> [DIRECTIONS] Swap each "goose" in the items below for "swan" and write out all the lines again with nothing else changed.
--- start of SUPPLIED DATA ---
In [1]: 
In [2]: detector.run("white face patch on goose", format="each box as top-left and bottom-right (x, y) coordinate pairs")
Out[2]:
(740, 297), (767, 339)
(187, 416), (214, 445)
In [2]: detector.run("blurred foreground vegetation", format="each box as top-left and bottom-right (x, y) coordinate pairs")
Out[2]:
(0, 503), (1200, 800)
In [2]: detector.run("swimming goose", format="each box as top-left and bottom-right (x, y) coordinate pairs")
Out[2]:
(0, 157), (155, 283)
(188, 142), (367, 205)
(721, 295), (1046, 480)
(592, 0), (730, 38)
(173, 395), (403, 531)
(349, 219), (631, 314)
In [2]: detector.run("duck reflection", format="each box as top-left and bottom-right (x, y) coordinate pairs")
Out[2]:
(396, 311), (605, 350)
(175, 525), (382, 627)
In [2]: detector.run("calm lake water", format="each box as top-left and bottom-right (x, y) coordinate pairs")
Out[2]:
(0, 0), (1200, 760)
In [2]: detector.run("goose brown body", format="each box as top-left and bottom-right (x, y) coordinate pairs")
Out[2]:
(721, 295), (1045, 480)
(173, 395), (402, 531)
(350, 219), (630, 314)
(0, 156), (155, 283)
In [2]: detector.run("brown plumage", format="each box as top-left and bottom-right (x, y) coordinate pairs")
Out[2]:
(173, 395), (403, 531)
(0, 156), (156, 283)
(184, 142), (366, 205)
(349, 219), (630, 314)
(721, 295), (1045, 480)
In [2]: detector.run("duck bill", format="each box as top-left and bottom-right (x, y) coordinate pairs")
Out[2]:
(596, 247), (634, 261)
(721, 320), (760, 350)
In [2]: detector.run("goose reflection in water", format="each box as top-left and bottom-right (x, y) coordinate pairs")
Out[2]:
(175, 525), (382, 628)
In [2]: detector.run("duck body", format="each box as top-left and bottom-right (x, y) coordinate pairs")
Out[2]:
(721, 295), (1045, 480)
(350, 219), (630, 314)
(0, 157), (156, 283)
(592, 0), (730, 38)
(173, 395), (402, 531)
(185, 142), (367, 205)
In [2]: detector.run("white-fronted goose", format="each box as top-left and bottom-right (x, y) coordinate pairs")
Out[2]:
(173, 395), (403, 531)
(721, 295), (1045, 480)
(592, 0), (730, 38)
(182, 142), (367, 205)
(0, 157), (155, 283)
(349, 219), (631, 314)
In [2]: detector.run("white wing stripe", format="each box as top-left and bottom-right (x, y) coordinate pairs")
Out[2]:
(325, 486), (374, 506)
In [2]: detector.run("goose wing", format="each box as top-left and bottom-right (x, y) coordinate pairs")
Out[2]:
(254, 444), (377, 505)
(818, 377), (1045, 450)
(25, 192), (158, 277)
--- end of SUPPLIED DATA ---
> [EXERCISE RESPONSE]
In [1]: 
In [2]: detector.run("white face patch on swan", format="each box as top-left and bottom-right (x, y) coordinate pairs")
Out[2]:
(740, 297), (767, 339)
(187, 416), (214, 445)
In [2]: detector.run("blurred foreground vegetation", format="each box as top-left and bottom-right (x, y) coordinate pairs")
Out[2]:
(0, 503), (1200, 800)
In [2]: detector.run("swimming swan", format="each box as top-left and bottom-right (x, y) coordinate pairs")
Out[2]:
(0, 157), (155, 283)
(188, 142), (367, 205)
(721, 295), (1046, 480)
(592, 0), (730, 38)
(173, 395), (403, 531)
(349, 219), (631, 314)
In [2]: detector.run("duck reflection", format="each box as top-left and bottom-right (x, y) coordinate pairs")
Out[2]:
(396, 311), (605, 350)
(175, 525), (382, 627)
In [2]: detector.run("calm lake water", format="each box as top-left and bottom-right (x, y) coordinate pairs")
Out[2]:
(0, 0), (1200, 760)
In [2]: detector.run("swan brown body", format="each box as top-left and bottom-right (x, y) coordinate pairs")
Out[2]:
(721, 295), (1045, 480)
(173, 395), (402, 531)
(350, 219), (630, 314)
(0, 156), (155, 283)
In [2]: detector.run("brown plumage", format="each box as top-left and bottom-right (x, y) coordinate pairs")
Out[2]:
(173, 395), (403, 531)
(0, 156), (156, 283)
(184, 142), (366, 205)
(349, 219), (630, 314)
(721, 295), (1045, 480)
In [2]: detector.run("duck bill", format="each box as top-left and bottom-right (x, y) coordinate pairs")
Out[2]:
(596, 247), (634, 261)
(721, 320), (760, 350)
In [2]: detector.run("swan reflection in water", format="each box as top-left and bottom-right (x, y) coordinate pairs")
Out[2]:
(175, 525), (382, 628)
In [2]: detector.run("duck body", format="each box as top-left and bottom-right (x, y) coordinate pairs")
Out[2]:
(721, 295), (1045, 480)
(350, 219), (630, 314)
(0, 157), (156, 283)
(592, 0), (730, 38)
(173, 395), (402, 531)
(185, 142), (367, 205)
In [2]: detector.run("white-fronted swan", format="each box as top-left and bottom-right (x, y) coordinate pairs")
Out[2]:
(173, 395), (403, 531)
(721, 295), (1045, 480)
(592, 0), (730, 38)
(182, 142), (367, 205)
(0, 157), (155, 283)
(349, 219), (631, 314)
In [2]: detector.run("white wing stripe", format="each box as top-left and bottom-right (x, y) coordinate pairs")
Out[2]:
(325, 486), (374, 506)
In [2]: detector.run("swan wing", format="each box as top-left and bottom-right (x, y) coordinate pairs")
Out[2]:
(254, 444), (377, 505)
(818, 377), (1045, 450)
(25, 192), (158, 277)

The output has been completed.